TASK REQUIREMENTS: Having found the line that holds "Please identify the paved", give that line and all lines after it again, word for word, through the end of the data below.

GIVEN ENTRIES:

%%

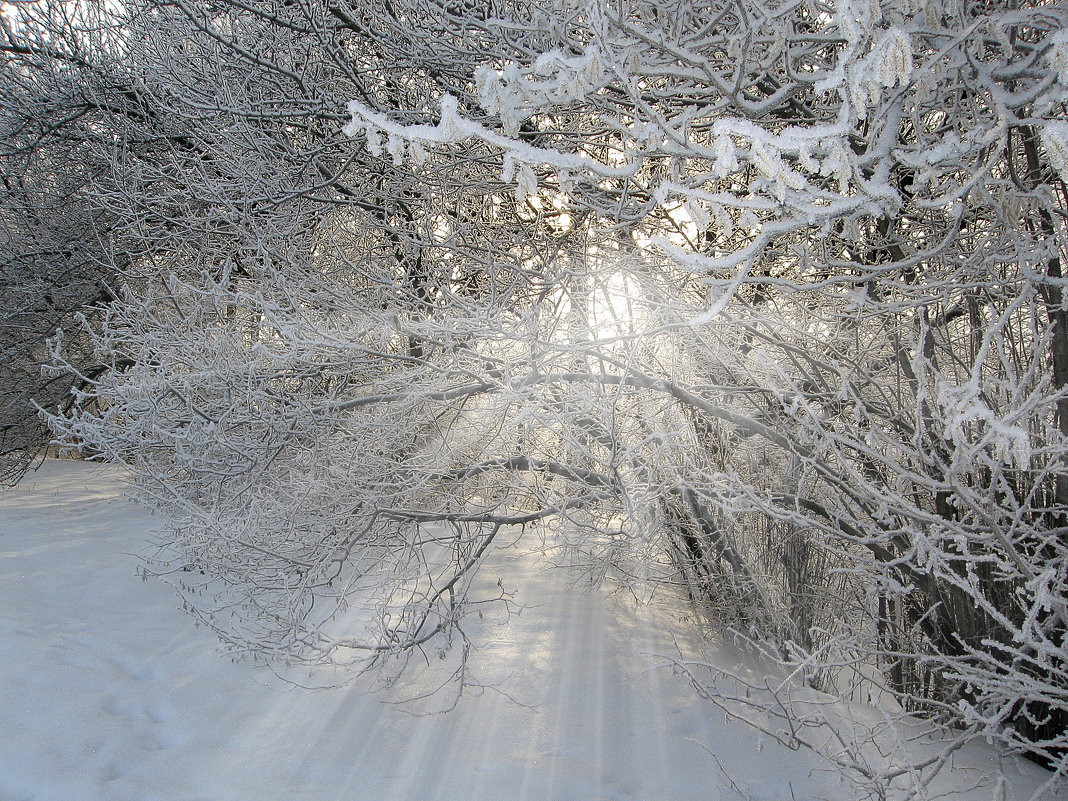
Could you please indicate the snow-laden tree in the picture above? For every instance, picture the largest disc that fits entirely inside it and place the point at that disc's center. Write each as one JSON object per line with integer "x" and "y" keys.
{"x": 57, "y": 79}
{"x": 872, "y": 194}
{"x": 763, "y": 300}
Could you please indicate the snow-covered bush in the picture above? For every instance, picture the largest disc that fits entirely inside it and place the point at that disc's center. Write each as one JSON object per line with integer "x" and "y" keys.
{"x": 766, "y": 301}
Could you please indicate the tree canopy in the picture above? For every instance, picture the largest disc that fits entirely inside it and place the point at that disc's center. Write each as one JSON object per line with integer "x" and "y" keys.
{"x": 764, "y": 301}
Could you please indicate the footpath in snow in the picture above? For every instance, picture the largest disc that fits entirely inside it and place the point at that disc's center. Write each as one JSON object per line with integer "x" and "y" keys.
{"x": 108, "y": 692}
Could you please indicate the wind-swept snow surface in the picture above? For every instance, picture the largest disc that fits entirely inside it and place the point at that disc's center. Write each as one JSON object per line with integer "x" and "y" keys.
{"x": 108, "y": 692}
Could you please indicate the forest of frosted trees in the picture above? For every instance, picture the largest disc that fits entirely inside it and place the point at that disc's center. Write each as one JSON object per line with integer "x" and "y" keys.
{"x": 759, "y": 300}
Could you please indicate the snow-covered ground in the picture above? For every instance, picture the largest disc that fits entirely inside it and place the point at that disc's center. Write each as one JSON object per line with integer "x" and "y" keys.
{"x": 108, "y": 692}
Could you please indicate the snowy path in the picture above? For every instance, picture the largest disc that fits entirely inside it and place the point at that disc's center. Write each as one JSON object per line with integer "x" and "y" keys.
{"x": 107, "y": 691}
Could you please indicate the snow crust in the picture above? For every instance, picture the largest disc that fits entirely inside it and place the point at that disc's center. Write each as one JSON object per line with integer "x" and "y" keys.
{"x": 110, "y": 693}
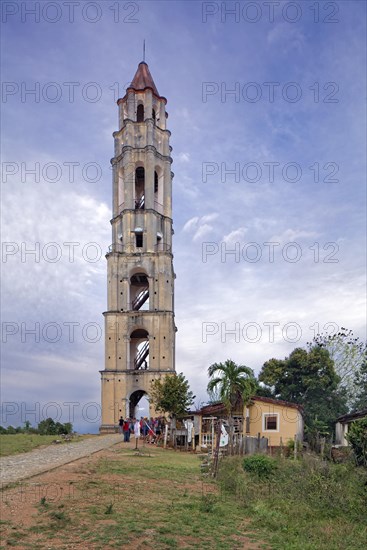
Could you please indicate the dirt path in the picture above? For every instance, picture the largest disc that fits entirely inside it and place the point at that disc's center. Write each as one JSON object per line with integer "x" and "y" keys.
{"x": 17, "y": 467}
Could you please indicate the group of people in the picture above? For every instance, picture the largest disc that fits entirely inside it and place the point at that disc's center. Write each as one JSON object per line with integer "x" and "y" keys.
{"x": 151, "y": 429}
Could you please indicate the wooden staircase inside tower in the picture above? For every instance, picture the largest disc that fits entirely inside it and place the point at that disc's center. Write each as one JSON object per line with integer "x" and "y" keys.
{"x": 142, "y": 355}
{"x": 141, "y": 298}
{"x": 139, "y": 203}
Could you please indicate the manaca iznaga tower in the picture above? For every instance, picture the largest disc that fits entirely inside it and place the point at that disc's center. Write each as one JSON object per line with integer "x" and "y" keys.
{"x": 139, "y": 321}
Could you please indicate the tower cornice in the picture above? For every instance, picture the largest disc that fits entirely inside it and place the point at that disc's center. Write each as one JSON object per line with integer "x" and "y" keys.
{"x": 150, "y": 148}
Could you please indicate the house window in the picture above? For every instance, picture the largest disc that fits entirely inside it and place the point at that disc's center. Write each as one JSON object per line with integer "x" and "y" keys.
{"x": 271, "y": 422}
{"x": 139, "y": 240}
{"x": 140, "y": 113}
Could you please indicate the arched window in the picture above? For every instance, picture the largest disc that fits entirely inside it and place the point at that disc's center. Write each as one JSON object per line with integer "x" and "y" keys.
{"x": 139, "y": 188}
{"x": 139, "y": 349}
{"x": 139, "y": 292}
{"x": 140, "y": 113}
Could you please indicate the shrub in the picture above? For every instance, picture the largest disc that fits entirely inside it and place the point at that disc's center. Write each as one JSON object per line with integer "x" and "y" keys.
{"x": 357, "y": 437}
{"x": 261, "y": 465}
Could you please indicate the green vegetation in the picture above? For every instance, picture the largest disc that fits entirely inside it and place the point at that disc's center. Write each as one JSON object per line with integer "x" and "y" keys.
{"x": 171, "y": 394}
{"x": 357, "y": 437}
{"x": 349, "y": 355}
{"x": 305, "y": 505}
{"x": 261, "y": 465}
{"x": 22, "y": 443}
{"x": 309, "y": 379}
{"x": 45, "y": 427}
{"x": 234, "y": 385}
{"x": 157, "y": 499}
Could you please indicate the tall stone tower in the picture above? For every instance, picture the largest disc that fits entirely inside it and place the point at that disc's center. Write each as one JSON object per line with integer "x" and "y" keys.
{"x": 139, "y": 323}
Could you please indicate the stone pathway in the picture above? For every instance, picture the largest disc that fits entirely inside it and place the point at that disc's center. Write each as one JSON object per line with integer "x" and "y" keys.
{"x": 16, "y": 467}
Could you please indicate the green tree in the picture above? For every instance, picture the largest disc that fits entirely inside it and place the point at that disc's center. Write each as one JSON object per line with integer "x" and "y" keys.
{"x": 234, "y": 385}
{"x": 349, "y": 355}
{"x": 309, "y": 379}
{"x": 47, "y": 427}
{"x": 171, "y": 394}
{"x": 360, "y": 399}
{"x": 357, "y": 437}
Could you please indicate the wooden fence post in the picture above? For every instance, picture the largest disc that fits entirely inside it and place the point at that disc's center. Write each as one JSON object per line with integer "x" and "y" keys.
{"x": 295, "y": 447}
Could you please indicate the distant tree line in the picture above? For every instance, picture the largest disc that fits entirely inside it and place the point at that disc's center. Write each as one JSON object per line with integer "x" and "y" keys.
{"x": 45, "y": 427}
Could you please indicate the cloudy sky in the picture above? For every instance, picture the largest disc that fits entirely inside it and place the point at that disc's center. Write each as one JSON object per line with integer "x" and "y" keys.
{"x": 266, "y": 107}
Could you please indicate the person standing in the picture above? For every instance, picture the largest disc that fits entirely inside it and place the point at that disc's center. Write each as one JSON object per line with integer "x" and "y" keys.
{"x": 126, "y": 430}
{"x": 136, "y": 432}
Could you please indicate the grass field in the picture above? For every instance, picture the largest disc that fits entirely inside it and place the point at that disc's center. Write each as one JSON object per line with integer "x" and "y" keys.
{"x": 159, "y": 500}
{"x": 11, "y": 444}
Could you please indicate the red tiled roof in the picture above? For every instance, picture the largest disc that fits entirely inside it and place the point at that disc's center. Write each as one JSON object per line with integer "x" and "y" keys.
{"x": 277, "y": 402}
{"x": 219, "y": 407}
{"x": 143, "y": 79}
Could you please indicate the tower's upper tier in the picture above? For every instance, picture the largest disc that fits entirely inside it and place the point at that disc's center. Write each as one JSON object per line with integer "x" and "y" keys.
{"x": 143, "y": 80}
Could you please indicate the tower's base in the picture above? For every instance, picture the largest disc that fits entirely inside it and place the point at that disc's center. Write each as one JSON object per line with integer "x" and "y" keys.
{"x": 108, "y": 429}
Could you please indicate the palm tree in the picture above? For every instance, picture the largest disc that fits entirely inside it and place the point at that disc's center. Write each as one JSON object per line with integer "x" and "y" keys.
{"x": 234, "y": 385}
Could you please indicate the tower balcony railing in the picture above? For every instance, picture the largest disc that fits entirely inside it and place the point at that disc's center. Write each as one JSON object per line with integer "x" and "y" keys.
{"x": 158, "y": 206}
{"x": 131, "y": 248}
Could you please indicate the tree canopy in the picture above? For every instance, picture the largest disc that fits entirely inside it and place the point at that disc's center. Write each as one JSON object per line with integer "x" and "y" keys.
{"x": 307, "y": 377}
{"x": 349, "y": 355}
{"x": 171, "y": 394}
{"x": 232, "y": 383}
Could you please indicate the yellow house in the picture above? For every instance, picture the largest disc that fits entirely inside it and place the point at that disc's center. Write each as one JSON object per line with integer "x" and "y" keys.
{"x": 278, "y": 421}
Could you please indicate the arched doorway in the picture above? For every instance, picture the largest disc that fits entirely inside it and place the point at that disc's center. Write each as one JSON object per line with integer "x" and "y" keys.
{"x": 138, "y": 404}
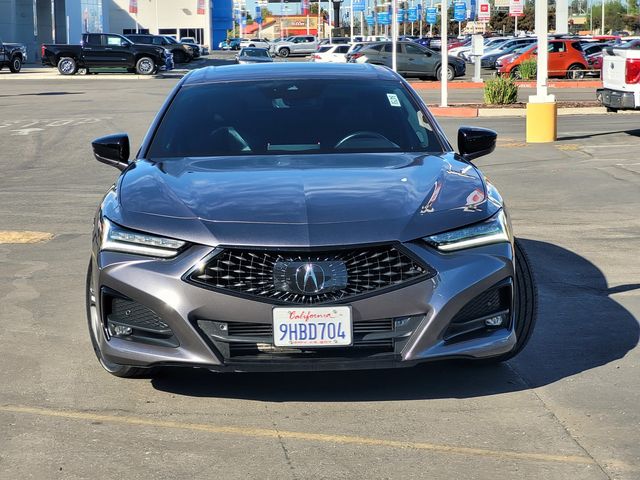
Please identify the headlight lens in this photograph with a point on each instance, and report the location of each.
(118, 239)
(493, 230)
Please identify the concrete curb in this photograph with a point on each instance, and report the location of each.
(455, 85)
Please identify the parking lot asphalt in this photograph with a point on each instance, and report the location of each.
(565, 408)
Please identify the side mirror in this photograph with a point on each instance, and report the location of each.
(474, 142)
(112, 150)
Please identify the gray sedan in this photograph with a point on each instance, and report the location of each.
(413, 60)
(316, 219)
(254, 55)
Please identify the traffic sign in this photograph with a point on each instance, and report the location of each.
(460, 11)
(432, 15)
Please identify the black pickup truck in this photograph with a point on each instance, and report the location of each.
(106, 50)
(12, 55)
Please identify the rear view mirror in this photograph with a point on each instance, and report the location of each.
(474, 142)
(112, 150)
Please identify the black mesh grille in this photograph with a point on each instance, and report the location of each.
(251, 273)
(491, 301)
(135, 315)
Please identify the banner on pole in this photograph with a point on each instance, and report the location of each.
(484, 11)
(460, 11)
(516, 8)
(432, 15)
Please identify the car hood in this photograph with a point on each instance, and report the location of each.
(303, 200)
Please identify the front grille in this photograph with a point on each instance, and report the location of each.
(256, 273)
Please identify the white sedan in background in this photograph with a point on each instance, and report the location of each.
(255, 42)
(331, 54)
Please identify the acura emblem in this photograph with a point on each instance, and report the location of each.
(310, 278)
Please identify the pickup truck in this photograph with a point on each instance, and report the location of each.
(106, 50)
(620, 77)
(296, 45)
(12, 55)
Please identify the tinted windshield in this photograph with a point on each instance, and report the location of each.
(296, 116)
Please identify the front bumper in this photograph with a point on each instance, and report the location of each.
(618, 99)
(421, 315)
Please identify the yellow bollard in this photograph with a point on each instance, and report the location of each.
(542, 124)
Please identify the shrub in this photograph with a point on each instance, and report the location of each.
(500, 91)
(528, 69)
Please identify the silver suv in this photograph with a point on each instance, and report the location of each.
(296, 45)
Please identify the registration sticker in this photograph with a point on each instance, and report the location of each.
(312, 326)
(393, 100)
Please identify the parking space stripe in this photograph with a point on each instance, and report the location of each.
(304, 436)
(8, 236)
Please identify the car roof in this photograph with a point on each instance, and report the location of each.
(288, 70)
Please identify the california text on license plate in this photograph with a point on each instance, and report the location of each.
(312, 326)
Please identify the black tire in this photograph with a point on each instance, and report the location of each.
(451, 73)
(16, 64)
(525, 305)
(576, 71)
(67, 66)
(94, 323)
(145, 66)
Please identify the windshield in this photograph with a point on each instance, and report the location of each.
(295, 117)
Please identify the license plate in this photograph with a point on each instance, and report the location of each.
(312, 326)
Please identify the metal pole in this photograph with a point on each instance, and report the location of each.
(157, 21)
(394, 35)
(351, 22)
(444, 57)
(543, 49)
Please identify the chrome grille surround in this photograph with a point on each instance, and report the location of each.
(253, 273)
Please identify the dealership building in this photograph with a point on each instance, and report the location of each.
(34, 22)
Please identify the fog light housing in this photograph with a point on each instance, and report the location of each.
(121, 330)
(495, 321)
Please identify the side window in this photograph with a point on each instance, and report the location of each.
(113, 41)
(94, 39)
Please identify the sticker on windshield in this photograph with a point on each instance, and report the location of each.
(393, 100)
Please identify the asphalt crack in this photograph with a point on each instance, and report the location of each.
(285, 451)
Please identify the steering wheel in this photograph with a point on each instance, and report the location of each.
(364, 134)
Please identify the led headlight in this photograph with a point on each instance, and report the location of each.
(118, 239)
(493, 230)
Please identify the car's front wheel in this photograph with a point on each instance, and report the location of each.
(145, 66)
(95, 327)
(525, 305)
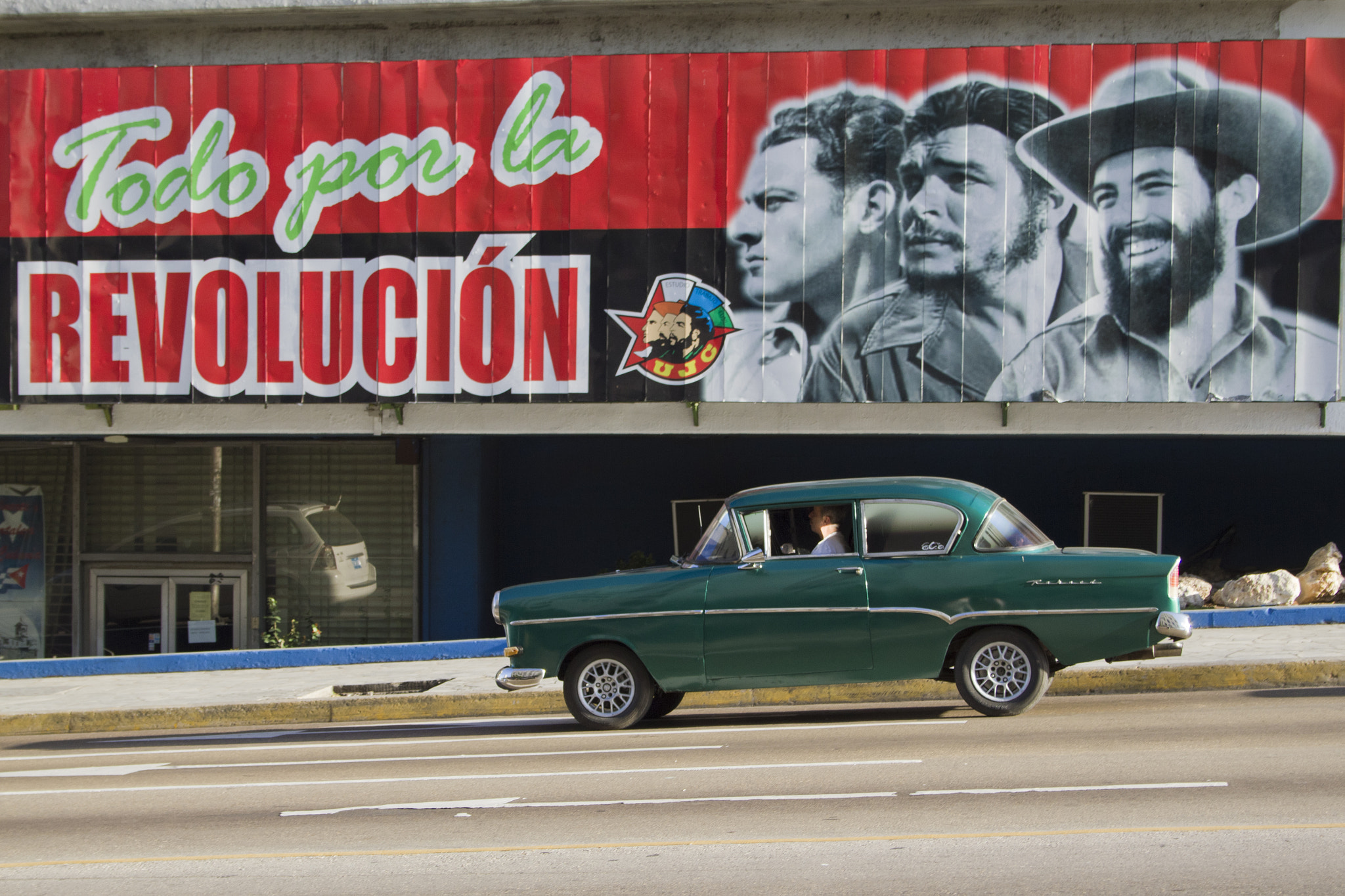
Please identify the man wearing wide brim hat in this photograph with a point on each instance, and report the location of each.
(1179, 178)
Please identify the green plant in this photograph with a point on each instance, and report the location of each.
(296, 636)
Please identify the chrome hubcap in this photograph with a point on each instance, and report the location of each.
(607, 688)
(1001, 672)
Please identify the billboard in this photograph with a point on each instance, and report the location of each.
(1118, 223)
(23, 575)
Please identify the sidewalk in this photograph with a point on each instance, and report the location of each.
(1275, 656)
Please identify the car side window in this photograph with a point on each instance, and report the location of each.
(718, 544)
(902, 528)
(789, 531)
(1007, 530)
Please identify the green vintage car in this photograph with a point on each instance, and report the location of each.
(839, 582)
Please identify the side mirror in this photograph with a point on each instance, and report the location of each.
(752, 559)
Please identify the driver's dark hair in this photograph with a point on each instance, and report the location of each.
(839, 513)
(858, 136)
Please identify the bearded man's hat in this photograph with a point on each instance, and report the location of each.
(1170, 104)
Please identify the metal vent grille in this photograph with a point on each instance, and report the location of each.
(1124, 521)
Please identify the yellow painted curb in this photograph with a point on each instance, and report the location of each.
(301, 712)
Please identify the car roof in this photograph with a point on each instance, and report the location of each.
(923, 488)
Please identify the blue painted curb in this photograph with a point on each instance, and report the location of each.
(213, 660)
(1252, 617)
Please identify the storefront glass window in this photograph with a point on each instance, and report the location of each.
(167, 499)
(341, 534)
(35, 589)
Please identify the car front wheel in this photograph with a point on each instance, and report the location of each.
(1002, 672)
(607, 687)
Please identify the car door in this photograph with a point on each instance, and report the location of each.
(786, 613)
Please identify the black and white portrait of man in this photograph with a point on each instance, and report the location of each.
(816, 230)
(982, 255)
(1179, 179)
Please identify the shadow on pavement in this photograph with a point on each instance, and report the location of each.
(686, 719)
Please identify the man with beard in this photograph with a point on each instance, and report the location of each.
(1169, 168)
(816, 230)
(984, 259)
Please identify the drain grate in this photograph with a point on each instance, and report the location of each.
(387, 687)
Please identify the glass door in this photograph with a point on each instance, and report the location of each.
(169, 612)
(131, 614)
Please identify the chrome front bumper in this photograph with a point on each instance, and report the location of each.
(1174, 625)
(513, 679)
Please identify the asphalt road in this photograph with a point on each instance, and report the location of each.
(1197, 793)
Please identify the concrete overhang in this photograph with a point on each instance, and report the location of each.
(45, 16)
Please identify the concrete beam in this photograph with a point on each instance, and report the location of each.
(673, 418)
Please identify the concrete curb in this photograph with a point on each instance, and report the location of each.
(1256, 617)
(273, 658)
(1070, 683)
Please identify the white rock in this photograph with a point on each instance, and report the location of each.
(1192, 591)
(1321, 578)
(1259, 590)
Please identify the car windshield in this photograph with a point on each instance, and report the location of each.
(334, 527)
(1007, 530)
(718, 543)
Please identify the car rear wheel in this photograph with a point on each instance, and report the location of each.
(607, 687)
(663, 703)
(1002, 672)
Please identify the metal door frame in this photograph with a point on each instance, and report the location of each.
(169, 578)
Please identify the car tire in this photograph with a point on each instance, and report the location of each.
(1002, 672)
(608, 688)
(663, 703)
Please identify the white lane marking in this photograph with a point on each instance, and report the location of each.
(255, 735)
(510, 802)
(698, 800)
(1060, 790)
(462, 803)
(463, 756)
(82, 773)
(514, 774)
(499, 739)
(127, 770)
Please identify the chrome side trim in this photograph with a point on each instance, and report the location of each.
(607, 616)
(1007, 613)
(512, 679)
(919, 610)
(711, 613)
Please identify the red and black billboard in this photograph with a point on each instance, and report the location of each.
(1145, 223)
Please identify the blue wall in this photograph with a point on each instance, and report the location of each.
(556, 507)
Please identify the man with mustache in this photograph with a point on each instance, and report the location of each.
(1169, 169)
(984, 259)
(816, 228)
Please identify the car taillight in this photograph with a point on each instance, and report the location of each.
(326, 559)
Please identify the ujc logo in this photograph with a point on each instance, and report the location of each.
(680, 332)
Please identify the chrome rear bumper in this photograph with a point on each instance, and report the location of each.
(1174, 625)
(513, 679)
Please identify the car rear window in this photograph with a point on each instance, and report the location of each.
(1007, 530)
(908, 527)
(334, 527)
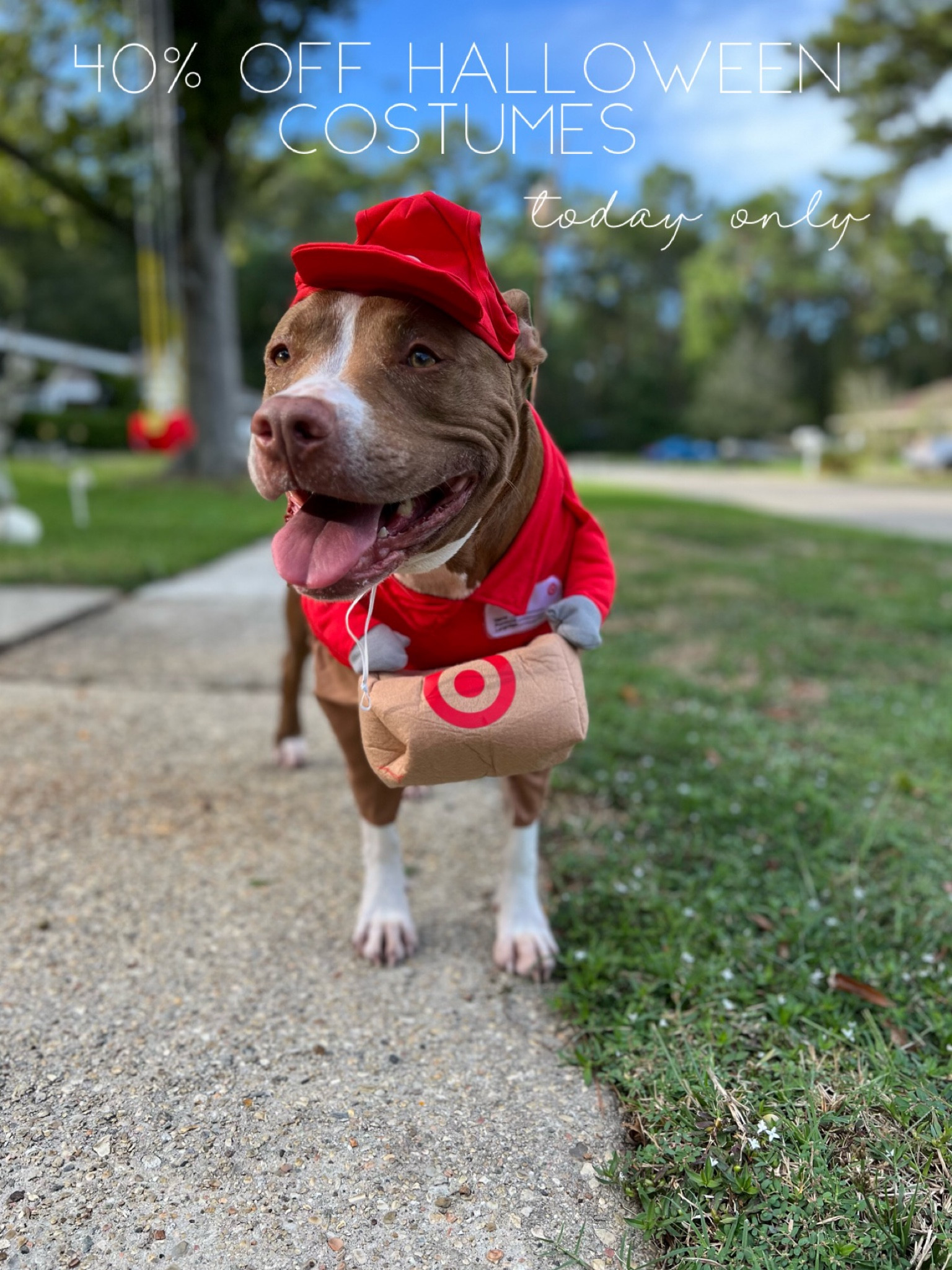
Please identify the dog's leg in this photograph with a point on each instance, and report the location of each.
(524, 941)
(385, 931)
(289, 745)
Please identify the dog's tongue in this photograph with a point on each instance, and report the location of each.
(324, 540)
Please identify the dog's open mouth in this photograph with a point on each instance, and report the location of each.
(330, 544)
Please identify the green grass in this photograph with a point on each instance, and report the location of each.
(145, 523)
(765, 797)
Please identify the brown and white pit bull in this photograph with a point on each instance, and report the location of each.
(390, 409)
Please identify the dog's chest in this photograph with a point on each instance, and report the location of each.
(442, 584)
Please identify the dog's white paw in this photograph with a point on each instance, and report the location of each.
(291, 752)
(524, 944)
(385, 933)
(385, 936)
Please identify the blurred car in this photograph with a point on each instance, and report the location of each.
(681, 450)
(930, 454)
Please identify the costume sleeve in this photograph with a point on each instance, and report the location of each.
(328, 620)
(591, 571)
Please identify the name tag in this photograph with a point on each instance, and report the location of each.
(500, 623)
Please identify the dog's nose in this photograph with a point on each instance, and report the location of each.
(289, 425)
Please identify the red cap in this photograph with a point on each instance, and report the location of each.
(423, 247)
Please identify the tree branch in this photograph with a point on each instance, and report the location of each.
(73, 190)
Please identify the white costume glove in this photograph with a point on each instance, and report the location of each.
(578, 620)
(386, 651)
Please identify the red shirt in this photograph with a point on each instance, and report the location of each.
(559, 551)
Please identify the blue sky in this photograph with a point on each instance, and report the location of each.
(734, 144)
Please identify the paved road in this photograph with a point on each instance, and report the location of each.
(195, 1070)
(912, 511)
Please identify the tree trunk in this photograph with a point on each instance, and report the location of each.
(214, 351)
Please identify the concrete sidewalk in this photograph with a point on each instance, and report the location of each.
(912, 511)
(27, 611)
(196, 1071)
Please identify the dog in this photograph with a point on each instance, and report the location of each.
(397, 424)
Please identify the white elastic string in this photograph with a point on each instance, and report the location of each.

%%

OUTPUT:
Please identify the paved road in this photograph with a point on each instance, and report the location of each.
(195, 1070)
(912, 511)
Please identify the tree trunk in this photograph with a point on each instance, and report the location of each.
(214, 351)
Please identify the concrete sidewalk in this photograph with a point on each instance, and report the location of each.
(912, 511)
(27, 611)
(196, 1071)
Please identify the dog in this photograph with a point on each instance, and report the location of each.
(397, 424)
Please identify the white elastic string in this photograph with a point on each instance, and report the location of each.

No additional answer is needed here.